━━━━━ Record extracts ━━━━━

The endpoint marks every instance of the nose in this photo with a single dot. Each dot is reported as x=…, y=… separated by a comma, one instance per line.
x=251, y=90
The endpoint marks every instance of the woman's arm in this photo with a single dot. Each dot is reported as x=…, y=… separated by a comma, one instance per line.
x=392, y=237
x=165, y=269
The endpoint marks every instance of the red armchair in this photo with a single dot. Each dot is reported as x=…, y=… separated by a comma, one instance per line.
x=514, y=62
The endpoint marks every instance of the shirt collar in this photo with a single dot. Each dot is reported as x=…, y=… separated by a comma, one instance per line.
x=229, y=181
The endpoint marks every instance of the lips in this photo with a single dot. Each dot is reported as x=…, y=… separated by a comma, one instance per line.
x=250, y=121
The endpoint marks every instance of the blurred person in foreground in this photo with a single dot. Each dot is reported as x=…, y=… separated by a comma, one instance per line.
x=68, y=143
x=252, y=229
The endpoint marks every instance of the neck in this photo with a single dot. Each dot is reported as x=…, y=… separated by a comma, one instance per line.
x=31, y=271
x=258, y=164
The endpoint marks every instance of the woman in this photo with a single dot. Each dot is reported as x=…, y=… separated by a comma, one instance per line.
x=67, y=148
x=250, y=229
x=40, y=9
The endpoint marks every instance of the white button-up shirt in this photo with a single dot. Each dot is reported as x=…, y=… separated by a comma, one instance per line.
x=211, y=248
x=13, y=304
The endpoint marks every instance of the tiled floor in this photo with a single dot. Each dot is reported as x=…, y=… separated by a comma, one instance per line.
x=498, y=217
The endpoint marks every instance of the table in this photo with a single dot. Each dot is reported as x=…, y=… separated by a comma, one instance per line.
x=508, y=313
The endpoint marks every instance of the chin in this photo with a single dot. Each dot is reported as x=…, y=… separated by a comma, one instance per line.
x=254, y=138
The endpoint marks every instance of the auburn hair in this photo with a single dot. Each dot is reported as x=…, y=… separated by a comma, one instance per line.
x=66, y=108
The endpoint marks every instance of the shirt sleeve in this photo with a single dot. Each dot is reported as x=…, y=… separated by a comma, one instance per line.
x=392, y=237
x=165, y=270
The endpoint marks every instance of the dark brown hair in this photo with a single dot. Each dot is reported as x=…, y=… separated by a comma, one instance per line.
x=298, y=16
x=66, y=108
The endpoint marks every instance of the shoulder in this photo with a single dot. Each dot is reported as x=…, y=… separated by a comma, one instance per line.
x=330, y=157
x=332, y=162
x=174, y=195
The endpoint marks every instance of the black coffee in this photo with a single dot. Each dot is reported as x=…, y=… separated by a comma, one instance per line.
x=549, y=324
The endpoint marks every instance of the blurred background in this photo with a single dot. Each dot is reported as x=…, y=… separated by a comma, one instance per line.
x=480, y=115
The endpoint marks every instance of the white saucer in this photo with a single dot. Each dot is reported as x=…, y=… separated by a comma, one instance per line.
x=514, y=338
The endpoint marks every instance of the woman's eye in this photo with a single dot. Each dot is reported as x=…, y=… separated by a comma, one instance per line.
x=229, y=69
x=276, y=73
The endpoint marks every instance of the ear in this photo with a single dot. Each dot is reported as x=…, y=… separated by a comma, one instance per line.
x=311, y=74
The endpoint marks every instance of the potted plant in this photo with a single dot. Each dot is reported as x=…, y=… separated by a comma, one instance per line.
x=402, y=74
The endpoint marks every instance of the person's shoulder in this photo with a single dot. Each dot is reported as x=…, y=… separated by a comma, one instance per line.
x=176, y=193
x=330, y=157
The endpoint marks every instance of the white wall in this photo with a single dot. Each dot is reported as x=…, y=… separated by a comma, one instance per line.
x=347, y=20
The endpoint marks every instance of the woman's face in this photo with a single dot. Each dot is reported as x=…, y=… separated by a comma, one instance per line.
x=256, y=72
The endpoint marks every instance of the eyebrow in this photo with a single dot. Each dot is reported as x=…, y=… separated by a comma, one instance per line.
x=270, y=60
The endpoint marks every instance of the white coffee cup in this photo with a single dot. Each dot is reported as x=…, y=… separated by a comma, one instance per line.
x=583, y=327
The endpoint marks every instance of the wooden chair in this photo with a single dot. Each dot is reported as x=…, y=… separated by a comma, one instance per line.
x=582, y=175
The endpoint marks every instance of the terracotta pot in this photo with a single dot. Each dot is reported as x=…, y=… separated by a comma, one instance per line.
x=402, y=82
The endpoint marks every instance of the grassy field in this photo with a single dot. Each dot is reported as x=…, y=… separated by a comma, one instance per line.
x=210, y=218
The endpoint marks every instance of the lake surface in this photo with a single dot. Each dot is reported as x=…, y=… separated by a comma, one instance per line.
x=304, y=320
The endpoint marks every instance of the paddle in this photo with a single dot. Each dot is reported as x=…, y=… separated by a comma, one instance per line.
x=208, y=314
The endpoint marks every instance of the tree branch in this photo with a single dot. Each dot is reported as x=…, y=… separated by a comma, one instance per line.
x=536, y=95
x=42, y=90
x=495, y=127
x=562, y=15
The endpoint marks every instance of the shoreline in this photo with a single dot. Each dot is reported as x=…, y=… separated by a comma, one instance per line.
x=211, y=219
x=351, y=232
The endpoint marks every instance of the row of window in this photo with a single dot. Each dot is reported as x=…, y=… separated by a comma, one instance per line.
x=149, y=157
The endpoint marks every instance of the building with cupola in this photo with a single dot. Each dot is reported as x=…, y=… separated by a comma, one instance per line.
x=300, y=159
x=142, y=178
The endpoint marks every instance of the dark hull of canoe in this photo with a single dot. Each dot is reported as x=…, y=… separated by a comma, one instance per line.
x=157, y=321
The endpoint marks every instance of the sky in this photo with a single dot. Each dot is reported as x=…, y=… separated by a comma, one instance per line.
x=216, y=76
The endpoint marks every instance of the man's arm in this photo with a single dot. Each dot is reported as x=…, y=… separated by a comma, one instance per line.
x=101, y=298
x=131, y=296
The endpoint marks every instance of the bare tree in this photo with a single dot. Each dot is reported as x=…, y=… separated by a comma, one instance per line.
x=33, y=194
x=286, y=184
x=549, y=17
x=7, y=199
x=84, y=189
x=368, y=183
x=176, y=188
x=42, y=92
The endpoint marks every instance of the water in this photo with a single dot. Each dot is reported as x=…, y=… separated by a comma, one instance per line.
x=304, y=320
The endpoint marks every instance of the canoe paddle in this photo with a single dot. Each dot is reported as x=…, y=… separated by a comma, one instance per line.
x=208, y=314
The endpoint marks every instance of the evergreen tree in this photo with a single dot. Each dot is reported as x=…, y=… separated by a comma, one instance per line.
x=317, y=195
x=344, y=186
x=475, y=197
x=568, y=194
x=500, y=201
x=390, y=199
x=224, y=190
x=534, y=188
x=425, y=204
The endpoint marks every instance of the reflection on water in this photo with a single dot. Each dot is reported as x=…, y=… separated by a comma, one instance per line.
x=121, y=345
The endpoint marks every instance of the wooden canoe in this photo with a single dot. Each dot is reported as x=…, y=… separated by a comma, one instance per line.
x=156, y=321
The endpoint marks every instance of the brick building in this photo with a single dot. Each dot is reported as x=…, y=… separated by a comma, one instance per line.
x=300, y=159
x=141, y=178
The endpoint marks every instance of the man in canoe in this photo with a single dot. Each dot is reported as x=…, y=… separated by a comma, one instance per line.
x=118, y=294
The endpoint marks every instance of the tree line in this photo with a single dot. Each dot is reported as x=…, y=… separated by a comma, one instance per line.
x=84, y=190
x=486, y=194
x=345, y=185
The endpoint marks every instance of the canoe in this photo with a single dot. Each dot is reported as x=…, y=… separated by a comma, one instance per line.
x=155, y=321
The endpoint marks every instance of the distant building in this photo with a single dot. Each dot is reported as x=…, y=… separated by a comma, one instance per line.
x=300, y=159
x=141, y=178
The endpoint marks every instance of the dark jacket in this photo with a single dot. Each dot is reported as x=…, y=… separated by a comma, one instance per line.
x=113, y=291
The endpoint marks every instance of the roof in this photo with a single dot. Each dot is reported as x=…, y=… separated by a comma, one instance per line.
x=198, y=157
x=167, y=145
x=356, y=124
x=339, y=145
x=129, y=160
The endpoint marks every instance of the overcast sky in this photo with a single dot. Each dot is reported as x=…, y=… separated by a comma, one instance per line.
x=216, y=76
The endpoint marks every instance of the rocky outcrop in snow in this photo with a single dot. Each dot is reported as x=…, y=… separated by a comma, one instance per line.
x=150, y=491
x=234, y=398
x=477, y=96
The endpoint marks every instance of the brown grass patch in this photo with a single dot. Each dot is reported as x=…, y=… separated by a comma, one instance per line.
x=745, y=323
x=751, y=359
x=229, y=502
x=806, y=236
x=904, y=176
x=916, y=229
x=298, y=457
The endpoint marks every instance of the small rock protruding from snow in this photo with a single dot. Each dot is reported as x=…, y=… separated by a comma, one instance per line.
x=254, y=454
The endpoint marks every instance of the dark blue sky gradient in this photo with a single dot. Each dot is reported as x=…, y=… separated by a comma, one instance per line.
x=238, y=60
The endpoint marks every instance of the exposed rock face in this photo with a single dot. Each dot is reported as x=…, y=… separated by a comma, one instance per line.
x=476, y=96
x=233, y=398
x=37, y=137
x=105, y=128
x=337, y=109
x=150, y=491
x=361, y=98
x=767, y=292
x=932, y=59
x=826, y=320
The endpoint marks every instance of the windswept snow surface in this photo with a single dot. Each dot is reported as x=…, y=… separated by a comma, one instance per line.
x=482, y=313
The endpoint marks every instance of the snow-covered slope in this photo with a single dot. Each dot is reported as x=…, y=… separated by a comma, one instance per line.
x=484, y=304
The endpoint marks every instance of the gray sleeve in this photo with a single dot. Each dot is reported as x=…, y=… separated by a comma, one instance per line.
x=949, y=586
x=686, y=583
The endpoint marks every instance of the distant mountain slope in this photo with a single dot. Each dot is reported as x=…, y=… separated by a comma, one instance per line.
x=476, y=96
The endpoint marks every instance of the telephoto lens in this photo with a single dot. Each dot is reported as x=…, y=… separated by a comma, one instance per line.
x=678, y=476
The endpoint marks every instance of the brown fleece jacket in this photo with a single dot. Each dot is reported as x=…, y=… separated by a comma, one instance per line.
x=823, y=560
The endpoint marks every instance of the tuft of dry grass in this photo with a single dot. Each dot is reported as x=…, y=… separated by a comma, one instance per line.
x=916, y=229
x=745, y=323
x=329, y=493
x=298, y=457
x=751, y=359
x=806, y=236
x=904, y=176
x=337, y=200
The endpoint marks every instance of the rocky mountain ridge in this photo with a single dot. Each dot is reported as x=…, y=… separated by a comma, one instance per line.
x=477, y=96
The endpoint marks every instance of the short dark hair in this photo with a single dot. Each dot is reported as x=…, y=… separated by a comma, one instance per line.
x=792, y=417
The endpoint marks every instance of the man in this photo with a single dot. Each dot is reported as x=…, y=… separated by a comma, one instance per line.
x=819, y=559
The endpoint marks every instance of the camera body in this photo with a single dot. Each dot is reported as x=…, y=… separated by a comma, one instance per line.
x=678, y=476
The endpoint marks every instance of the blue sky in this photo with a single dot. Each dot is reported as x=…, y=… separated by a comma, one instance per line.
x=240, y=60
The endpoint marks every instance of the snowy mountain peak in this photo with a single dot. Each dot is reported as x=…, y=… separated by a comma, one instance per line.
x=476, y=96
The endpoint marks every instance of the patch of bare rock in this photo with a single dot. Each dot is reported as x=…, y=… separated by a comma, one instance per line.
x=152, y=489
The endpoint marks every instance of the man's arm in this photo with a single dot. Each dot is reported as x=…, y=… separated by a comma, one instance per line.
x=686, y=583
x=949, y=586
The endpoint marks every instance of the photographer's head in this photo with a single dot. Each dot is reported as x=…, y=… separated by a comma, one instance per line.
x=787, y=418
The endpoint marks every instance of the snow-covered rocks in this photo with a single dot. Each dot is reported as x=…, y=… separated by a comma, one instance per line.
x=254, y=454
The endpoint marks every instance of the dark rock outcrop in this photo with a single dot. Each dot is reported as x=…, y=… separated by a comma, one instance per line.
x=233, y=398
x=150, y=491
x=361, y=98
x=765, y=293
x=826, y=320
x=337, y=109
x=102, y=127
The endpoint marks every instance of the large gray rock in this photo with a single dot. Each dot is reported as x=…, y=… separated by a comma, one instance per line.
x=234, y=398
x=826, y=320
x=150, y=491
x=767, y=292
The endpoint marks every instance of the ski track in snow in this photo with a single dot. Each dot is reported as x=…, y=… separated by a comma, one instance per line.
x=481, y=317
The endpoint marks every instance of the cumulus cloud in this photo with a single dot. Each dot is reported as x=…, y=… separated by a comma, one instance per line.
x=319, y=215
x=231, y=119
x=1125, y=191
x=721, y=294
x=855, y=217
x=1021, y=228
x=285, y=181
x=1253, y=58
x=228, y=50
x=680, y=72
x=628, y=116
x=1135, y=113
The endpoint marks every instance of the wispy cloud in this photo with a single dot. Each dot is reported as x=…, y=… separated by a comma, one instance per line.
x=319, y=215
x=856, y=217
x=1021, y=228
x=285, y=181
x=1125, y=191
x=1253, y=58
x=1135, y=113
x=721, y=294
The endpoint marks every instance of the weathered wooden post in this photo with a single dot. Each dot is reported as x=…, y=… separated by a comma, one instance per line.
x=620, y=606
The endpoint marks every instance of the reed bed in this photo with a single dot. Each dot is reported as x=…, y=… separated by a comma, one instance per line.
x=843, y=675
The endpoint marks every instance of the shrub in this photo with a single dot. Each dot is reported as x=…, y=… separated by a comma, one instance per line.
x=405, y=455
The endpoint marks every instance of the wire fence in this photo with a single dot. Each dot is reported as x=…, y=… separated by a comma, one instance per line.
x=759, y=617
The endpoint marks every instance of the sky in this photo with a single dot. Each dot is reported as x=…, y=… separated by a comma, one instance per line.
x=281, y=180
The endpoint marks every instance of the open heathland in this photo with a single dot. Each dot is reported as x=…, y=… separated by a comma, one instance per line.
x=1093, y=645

━━━━━

= Problem requirements =
Reproduce the data above verbatim, from its first line through the line containing "x=229, y=181", both inclusive.

= Reply to the exercise =
The endpoint marks every instance of the nose in this photo with a single dot. Each dot is reported as x=…, y=… separated by a comma, one instance per line.
x=251, y=90
The endpoint marks every instance of the woman's arm in this photo with a single dot. Each dot is reported as x=…, y=… separated by a comma, one instance per line.
x=392, y=237
x=165, y=269
The endpoint marks every instance of the red armchair in this photo with a single dot. Each dot is reported as x=…, y=… separated by a comma, one instance per line.
x=514, y=62
The endpoint marks every instance of the shirt collar in this photo with a single dot. Each dot is reported as x=…, y=… separated by a comma, one instance per line.
x=229, y=181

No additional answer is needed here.